AIM OF THE TASK
Reproduce all entries precisely as they are written.

[START RECORDS TO USE]

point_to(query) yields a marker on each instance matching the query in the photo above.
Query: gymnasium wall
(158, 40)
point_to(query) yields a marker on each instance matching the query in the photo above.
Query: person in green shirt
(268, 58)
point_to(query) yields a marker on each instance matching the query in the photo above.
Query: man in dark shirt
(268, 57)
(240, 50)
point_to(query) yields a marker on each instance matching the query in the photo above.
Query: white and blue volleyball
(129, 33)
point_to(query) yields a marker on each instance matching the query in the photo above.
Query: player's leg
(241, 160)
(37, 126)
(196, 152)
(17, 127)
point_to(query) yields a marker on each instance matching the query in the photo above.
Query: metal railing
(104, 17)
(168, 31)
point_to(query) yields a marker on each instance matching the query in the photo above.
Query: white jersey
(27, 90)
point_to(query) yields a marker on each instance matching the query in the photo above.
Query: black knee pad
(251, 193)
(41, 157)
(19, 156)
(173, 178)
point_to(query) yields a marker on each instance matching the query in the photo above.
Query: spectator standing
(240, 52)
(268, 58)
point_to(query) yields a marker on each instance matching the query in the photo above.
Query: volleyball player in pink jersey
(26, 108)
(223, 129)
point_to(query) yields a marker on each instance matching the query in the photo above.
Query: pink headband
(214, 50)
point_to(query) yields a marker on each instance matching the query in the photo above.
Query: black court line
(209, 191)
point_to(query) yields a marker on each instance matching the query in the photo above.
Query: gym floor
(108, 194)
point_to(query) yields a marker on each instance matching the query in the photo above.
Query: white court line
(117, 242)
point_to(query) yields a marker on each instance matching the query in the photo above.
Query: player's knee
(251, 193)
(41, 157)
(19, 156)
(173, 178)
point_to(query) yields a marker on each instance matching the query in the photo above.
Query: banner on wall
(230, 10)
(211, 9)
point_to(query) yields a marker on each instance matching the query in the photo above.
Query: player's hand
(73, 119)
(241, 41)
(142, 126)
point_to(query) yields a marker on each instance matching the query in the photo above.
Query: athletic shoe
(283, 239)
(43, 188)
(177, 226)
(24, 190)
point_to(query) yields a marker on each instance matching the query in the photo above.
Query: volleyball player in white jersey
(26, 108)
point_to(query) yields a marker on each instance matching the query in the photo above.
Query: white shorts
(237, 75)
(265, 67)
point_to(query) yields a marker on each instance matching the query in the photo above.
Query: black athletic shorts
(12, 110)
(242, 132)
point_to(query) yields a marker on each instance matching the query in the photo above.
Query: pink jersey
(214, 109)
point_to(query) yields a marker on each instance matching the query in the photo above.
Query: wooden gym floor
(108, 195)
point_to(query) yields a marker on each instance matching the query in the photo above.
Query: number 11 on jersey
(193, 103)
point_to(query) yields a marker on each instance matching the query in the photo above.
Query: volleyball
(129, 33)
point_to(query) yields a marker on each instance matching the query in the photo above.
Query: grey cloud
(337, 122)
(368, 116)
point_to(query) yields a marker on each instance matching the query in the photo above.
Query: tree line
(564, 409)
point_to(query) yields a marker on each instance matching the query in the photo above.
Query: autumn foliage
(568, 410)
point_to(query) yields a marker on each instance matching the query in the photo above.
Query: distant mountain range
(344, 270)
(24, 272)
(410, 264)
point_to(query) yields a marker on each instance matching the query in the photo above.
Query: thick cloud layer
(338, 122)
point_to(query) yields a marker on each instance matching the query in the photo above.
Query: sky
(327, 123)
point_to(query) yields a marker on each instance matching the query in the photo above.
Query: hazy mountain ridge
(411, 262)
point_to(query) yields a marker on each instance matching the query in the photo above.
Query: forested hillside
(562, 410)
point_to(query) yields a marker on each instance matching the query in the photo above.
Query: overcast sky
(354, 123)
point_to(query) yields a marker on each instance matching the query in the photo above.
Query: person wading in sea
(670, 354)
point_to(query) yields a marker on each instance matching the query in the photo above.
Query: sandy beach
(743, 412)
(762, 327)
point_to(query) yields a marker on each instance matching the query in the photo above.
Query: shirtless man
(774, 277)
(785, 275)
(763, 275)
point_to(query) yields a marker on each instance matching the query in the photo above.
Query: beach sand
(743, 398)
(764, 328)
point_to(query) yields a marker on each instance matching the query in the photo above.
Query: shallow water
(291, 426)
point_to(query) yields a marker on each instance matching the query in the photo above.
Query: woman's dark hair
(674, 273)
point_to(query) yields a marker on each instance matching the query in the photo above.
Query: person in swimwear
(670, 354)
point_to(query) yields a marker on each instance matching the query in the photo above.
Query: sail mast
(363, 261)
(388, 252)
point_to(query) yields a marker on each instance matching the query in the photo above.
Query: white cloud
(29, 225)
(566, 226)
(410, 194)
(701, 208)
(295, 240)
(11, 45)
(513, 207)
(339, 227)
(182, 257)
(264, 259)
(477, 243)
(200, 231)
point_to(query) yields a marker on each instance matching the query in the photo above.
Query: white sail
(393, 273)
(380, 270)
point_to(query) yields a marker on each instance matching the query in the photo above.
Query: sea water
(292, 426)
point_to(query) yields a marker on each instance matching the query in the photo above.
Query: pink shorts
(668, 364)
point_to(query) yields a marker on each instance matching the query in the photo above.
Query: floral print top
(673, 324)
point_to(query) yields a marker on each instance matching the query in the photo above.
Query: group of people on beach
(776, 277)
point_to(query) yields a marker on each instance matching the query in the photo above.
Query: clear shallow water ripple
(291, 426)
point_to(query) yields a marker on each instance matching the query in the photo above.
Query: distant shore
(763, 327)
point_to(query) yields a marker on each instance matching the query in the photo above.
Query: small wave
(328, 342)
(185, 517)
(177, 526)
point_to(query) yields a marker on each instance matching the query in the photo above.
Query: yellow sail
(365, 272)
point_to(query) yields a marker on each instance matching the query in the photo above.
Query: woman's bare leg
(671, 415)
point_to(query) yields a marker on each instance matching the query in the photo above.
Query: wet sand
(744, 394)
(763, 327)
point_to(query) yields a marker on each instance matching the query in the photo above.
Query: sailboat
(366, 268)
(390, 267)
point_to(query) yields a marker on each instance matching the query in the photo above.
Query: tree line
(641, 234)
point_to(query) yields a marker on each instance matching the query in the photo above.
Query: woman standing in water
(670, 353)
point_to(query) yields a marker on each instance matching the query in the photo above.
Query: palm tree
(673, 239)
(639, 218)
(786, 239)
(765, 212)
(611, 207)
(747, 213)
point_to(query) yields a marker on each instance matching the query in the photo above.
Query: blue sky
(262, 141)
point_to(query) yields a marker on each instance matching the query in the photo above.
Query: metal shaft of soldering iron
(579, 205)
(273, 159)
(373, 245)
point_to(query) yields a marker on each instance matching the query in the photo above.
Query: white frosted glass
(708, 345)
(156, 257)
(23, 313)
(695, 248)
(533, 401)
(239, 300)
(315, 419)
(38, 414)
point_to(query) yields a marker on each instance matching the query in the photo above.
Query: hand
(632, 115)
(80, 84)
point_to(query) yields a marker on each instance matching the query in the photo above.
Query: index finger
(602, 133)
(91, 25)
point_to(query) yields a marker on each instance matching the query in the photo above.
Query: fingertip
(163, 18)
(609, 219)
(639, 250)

[END RECORDS TO USE]

RESULT OF THIS EXERCISE
point_to(query) yields a marker on each instance matching the query in the photo above.
Query: gymnasium wall
(158, 40)
point_to(query) yields a marker on each instance matching the query in the photo above.
Query: person in green shirt
(268, 58)
point_to(query) yields a marker on each instance matching the query in the photo above.
Query: man in dark shirt
(268, 57)
(240, 50)
point_to(query) yields a marker on each instance matching the query in the photo above.
Query: white and blue volleyball
(129, 33)
point_to(query) yields a marker on each instance matching the query in the photo above.
Query: player's leg
(241, 160)
(37, 126)
(196, 152)
(17, 127)
point_to(query) yields a marker on each instance matching the query in the photo above.
Query: metal railing
(104, 17)
(168, 31)
point_to(query) yields a marker on each instance matching the query in the photo above.
Query: white jersey
(27, 90)
point_to(query) yields a marker on each instance matching the query in the photo above.
Query: black knee pad
(251, 193)
(41, 157)
(19, 156)
(173, 178)
point_to(query) yields a marker on each instance matching the query in the photo above.
Query: spectator standing
(240, 52)
(268, 58)
point_to(query) yields a marker on each instance matching the query in the photo above.
Query: volleyball player in pink jersey
(26, 108)
(223, 129)
point_to(query) yields a marker on each instance matching the query in the photo above.
Query: pink headband
(214, 50)
point_to(query) yields a marker on each instance matching the query in the photo above.
Query: black court line
(209, 191)
point_to(query) yields a marker on each instance matching the query in the photo above.
Query: gym floor
(108, 194)
point_to(query) yields a marker on each instance matching the query in the photo above.
Query: white court line
(117, 242)
point_to(query) yields a marker on each instance matching the query in the photo above.
Query: player's knee
(251, 193)
(41, 157)
(19, 156)
(173, 178)
point_to(query) yields a marker on each instance matching the query in the photo above.
Query: banner on wall
(230, 10)
(211, 9)
point_to(query) yields a marker on each instance matching the query in the photo above.
Query: player's hand
(73, 119)
(241, 41)
(142, 126)
point_to(query) yields a marker on each instance matching the query in the photo above.
Query: athletic shoe
(283, 239)
(43, 188)
(177, 226)
(24, 190)
point_to(query) yields a marker on each instance matching the query in the photo above.
Query: volleyball player in white jersey
(26, 108)
point_to(query) yields a marker on each instance matching the query in the photo above.
Query: white shorts
(237, 75)
(265, 67)
point_to(query) yields a marker on each instance matching the query in the photo above.
Query: black athletic shorts
(12, 110)
(242, 132)
point_to(query) yields a marker on each instance matching the query in the photo above.
Query: pink jersey
(214, 109)
point_to(query) yields a marker on each instance matching the query in the photo above.
Query: wooden gym floor
(108, 195)
point_to(query) yields a marker on each instance matching the query in the photo above.
Query: number 11 on jersey
(193, 103)
point_to(query) yields a marker on each instance matching the query in the photo above.
Query: volleyball
(129, 33)
point_to(query) yields a marker on each instance matching the query in the photo above.
Query: grey cloud
(337, 122)
(368, 116)
point_to(query) yields a marker on each instance matching the query in the photo above.
Query: tree line
(564, 409)
point_to(query) yields a marker on each instance matching the query in the photo above.
Query: autumn foliage
(568, 410)
point_to(query) yields a marker on each instance matching the query in the photo above.
Query: distant mountain range
(344, 270)
(24, 272)
(410, 264)
point_to(query) yields a marker on each instance matching the query in the photo above.
Query: thick cloud layer
(338, 122)
point_to(query) yields a marker on each instance matching the query in the photo above.
Query: sky
(327, 123)
point_to(query) yields a marker on each instance matching the query in the photo above.
Query: hazy mountain ridge
(411, 262)
point_to(query) yields a marker on each instance matching the query in the photo above.
Query: forested hillside
(562, 410)
point_to(query) yields a marker on each instance matching the query in the photo above.
Query: overcast sky
(354, 123)
point_to(query) yields a marker on each instance matching the query in the photo above.
Query: person wading in sea
(670, 354)
point_to(query) yields a marker on each instance matching the query in the photo above.
Query: sandy beach
(743, 412)
(762, 327)
point_to(query) yields a marker on each instance matching the query in the photo above.
Query: shirtless man
(774, 277)
(785, 275)
(763, 275)
point_to(query) yields a marker on each instance matching the query in the photo above.
Query: beach sand
(743, 398)
(764, 328)
point_to(query) yields a marker on each instance matching the query in the photo above.
Query: shallow water
(291, 426)
point_to(query) yields a marker on each instance matching the query in the photo above.
Query: woman's dark hair
(674, 273)
point_to(query) yields a marker on each instance matching the query in the photo above.
Query: person in swimwear
(670, 354)
point_to(query) yields a marker on each instance matching the query in the photo above.
Query: sail mast
(363, 261)
(388, 252)
point_to(query) yields a marker on each instance matching the query in the photo above.
Query: white cloud
(29, 225)
(566, 226)
(410, 194)
(701, 208)
(295, 240)
(11, 45)
(513, 207)
(339, 227)
(182, 257)
(264, 259)
(477, 243)
(200, 231)
point_to(query) yields a marker on each instance matching the query in the photo above.
Query: white sail
(393, 273)
(380, 270)
point_to(query) yields a marker on each instance matching the query in the photo above.
Query: sea water
(292, 426)
point_to(query) yields a marker on each instance matching the query in the photo above.
Query: pink shorts
(668, 364)
point_to(query) yields a marker on each instance matching the query in the photo above.
Query: floral print top
(673, 324)
point_to(query) yields a marker on each instance matching the query in the photo above.
Query: group of people on beach
(776, 277)
point_to(query) yields a marker on each instance matching the query in the photo above.
Query: clear shallow water ripple
(291, 426)
point_to(query) yields a marker on each instance matching the query in the photo above.
Query: distant shore
(763, 327)
point_to(query) yields a marker on each instance matching the query in the photo above.
Query: small wave
(328, 342)
(185, 517)
(177, 526)
point_to(query) yields a marker on each instance matching the query in the photo above.
Query: yellow sail
(365, 272)
point_to(query) yields a marker on each instance matching the query in the photo above.
Query: woman's bare leg
(671, 415)
point_to(query) yields a marker on each instance matching the query in the photo above.
Query: wet sand
(744, 394)
(763, 327)
point_to(query) yields a marker on each instance matching the query in the photo above.
Query: sailboat
(366, 268)
(390, 267)
point_to(query) yields a marker on each instance matching the query in the photo above.
Query: tree line
(641, 234)
point_to(query) yields a marker on each instance matching the query in the photo above.
Query: woman standing in water
(670, 353)
point_to(query) yields a marker on each instance matching the query in the photo above.
Query: palm tree
(673, 239)
(639, 218)
(786, 239)
(765, 212)
(611, 207)
(747, 213)
point_to(query) yields a marker on each instance matching the query in the photo above.
Query: blue sky
(262, 141)
point_to(query) yields a marker on each instance matching the query in the photo above.
Query: metal shaft of soldering iron
(579, 205)
(273, 159)
(373, 245)
point_to(query) yields a marker on each instance matching the query in the photo above.
Query: white frosted glass
(708, 345)
(156, 257)
(23, 313)
(695, 248)
(533, 401)
(239, 300)
(315, 419)
(38, 414)
point_to(query) yields a marker on each instance matching the query in the photo above.
Query: hand
(632, 115)
(80, 84)
point_to(query) yields a marker on each instance matching the query in the photo above.
Query: index finger
(602, 133)
(91, 25)
point_to(query) yields a marker on each instance matching the query in the photo above.
Query: fingertip
(163, 18)
(609, 219)
(639, 250)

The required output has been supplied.